▸ What is being asked: Copy the lines below verbatim, from the first line to the last.

━━━━━━

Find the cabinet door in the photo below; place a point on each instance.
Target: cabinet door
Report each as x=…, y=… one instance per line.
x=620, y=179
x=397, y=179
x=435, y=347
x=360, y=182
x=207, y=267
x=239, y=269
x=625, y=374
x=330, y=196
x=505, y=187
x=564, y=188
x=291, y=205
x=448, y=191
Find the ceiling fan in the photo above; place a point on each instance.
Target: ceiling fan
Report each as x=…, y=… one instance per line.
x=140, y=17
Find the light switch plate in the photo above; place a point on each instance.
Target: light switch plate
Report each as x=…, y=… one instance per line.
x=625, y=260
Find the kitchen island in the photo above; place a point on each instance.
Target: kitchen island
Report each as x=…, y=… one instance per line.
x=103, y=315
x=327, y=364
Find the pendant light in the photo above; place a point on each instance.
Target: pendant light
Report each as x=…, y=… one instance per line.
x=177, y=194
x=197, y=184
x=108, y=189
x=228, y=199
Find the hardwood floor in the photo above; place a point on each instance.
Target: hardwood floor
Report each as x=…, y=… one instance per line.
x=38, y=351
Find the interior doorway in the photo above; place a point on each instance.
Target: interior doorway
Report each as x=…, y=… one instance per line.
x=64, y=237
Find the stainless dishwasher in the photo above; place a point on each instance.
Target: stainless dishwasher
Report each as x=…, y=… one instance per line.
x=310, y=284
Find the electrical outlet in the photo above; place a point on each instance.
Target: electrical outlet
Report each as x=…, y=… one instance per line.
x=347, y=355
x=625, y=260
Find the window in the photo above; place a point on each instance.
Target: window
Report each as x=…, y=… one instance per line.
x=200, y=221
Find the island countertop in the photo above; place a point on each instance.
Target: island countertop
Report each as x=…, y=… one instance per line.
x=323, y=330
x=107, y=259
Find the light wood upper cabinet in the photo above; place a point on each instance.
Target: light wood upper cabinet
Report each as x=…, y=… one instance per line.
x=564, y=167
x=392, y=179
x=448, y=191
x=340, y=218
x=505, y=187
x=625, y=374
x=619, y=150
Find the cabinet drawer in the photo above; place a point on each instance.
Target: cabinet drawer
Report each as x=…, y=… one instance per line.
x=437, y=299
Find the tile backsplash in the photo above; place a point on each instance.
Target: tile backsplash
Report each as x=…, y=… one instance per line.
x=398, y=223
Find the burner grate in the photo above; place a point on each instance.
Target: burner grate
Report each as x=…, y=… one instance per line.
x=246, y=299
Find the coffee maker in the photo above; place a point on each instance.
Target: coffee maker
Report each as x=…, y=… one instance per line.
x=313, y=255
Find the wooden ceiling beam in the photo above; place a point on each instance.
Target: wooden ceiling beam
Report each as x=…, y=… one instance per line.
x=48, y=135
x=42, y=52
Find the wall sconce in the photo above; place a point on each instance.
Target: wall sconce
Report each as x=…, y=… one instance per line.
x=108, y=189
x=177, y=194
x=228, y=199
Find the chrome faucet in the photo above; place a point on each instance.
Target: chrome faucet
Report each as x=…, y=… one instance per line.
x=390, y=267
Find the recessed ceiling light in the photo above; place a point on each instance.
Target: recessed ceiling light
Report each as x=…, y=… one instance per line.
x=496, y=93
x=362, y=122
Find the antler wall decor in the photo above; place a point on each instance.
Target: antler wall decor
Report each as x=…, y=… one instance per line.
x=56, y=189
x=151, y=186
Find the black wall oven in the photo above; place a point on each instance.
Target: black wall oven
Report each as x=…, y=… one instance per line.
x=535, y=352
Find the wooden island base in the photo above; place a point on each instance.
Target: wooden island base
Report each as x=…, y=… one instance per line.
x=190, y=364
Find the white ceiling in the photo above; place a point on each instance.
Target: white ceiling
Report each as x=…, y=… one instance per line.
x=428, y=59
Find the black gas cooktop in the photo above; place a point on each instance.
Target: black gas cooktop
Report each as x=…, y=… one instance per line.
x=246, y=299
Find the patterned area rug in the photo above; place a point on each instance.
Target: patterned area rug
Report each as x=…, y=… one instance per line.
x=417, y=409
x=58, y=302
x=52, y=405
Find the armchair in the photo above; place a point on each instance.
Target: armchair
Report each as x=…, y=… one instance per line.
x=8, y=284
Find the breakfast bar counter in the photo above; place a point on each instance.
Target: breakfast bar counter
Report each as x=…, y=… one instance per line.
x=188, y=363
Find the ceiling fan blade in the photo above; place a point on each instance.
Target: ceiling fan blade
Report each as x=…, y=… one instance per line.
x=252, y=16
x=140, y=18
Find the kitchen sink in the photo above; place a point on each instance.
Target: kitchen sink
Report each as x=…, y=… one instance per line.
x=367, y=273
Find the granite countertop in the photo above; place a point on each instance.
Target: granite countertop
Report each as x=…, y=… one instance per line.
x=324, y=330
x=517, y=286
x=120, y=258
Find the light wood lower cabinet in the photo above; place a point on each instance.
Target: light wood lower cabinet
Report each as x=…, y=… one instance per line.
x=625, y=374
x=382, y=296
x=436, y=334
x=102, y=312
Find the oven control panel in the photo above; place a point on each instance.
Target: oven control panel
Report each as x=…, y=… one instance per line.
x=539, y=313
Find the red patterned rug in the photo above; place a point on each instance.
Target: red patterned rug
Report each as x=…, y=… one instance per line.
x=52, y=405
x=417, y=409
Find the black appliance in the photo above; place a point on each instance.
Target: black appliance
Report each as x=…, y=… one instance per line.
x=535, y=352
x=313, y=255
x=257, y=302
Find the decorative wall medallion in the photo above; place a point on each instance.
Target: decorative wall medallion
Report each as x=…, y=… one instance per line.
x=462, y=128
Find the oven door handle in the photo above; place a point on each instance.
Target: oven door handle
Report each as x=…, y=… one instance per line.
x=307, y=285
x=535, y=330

━━━━━━

▸ Answer:
Find the cabinet door in the photo below; place a point on each instance.
Target: cabinet door
Report each as x=…, y=… one instance per line.
x=620, y=179
x=397, y=179
x=435, y=347
x=360, y=182
x=207, y=267
x=239, y=269
x=625, y=374
x=330, y=196
x=505, y=187
x=564, y=188
x=291, y=205
x=448, y=191
Find the ceiling fan in the photo above; place a point on each instance.
Target: ceiling fan
Report each as x=…, y=… one instance per line.
x=140, y=17
Find the light switch plate in the photo above; place a point on each instance.
Target: light switch plate
Report each as x=…, y=… one instance per line.
x=625, y=260
Find the kitchen island in the photo above; place a point on each instance.
Target: kitchen island
Report each as x=…, y=… one instance per line.
x=103, y=315
x=327, y=364
Find the pendant light in the photo above; place a point on each instance.
Target: pendant light
Report each as x=…, y=… one instance per line.
x=177, y=194
x=197, y=184
x=108, y=189
x=228, y=199
Find the hardwood floor in the photo above; place a point on each instance.
Target: hardwood floor
Report each as x=…, y=… one instance per line.
x=38, y=351
Find the interior doorway in the photo above; place a point on each instance.
Target: interior doorway
Report each as x=…, y=… one instance per line.
x=64, y=237
Find the stainless dishwasher in the photo above; place a point on each instance.
Target: stainless dishwasher
Report each as x=…, y=… one instance per line.
x=310, y=284
Find the electrical outlet in the photo above; place a point on each instance.
Target: electrical outlet
Report each as x=…, y=… one instance per line.
x=347, y=355
x=625, y=260
Find the window in the photo above; place a point on each instance.
Target: window
Report each as x=…, y=… one instance per line.
x=200, y=221
Find the island countertop in the photo above; place a point on each instance.
Target: island countertop
Report each as x=…, y=… one instance per line.
x=323, y=330
x=107, y=259
Find the light wood upper cabinet in the photo above; place a point on each instance.
Target: light wood upper cabinet
Report each as x=…, y=… one instance per line.
x=564, y=167
x=392, y=179
x=448, y=191
x=340, y=218
x=505, y=187
x=625, y=374
x=619, y=150
Find the cabinet drawer in the photo above; place a point on each instance.
Target: cabinet drawer
Report each as x=…, y=… one instance per line.
x=437, y=299
Find the tile backsplash in the photo above; place a point on each instance.
Target: tile backsplash
Report each as x=…, y=… one instance per line.
x=398, y=223
Find the burner grate in the photo above; place a point on each instance.
Target: burner grate
Report each as x=…, y=… one instance per line.
x=246, y=299
Find the coffee maker in the photo above; place a point on each instance.
Target: coffee maker
Report each as x=…, y=… one instance per line.
x=313, y=255
Find the wooden ceiling beam in the photo above; place a point on each instance.
Target: wooden ceiling beam
Report each as x=…, y=… one instance per line.
x=48, y=135
x=42, y=52
Find the wall sconce in the photo above; place a point on each instance.
Target: wall sconce
Report each as x=…, y=… one instance per line.
x=108, y=189
x=177, y=194
x=228, y=199
Find the chrome faucet in the photo above; place a point on each instance.
Target: chrome faucet
Report each as x=…, y=… one instance per line.
x=390, y=267
Find the recessed ceiling light in the photo above; place a point on each instance.
Target: recessed ceiling light
Report each as x=…, y=… one instance per line.
x=496, y=93
x=362, y=122
Find the antler wall decor in the photo above; place a point on each instance.
Target: antler wall decor
Report each as x=…, y=… one instance per line.
x=56, y=189
x=151, y=186
Find the black wall oven in the photo above; place a point on each instance.
Target: black wall oven
Report each as x=…, y=… one instance per line.
x=535, y=352
Find the wooden island base in the photo above; place a point on each instance.
Target: wooden island base
Report each as x=…, y=… one instance per line.
x=190, y=364
Find the white ceiling in the photo above; place a point on each instance.
Target: white ceiling
Report each as x=…, y=… one instance per line.
x=428, y=59
Find the black gas cooktop in the photo above; place a point on each instance.
Target: black gas cooktop
Report each as x=…, y=… one instance per line.
x=246, y=299
Find the patterned area rug in the photo above; place a point on each instance.
Target: patterned area rug
Report each as x=…, y=… one instance per line.
x=417, y=409
x=58, y=302
x=52, y=405
Find the armchair in the photo above; place a point on each instance.
Target: armchair
Report each as x=…, y=… one instance per line.
x=8, y=284
Find the breakfast bar counter in the photo above; place a point on each instance.
Target: breakfast bar counter
Report each as x=…, y=… one instance per line.
x=188, y=363
Find the ceiling fan blade in the photo above; place a point on each instance.
Target: ceiling fan blade
Report each as x=…, y=… one instance per line.
x=252, y=16
x=140, y=18
Find the kitchen sink in the photo above; place a point on each instance.
Target: kitchen sink
Report each as x=…, y=… one instance per line.
x=367, y=273
Find the granite countertop in the photo above; place a point on each instance.
Target: granite countertop
Report each as x=…, y=… one instance per line.
x=324, y=330
x=517, y=286
x=120, y=258
Find the light wood lower cabinet in the photo above; place a point on each instance.
Target: light wood lower cabinet
Report each as x=…, y=… one instance per line.
x=625, y=374
x=382, y=296
x=436, y=334
x=102, y=312
Find the oven control panel in the photo above; place a point on each instance.
Target: oven control panel
Report each as x=…, y=… one instance per line.
x=539, y=313
Find the red patterned rug in the photo above; place a point on each instance.
Target: red patterned rug
Report each as x=…, y=… one instance per line.
x=52, y=405
x=417, y=409
Find the black appliance in the photo above; place a point on each instance.
Target: black appliance
Report each as x=…, y=… one instance per line.
x=535, y=352
x=313, y=255
x=257, y=302
Find the decorative wall medallion in the photo above; place a point on each instance.
Target: decorative wall medallion
Report each as x=…, y=… one instance per line.
x=462, y=128
Find the oven door handle in the photo above; place a point on each instance.
Target: oven door handle
Report each as x=…, y=… one instance per line.
x=307, y=285
x=535, y=330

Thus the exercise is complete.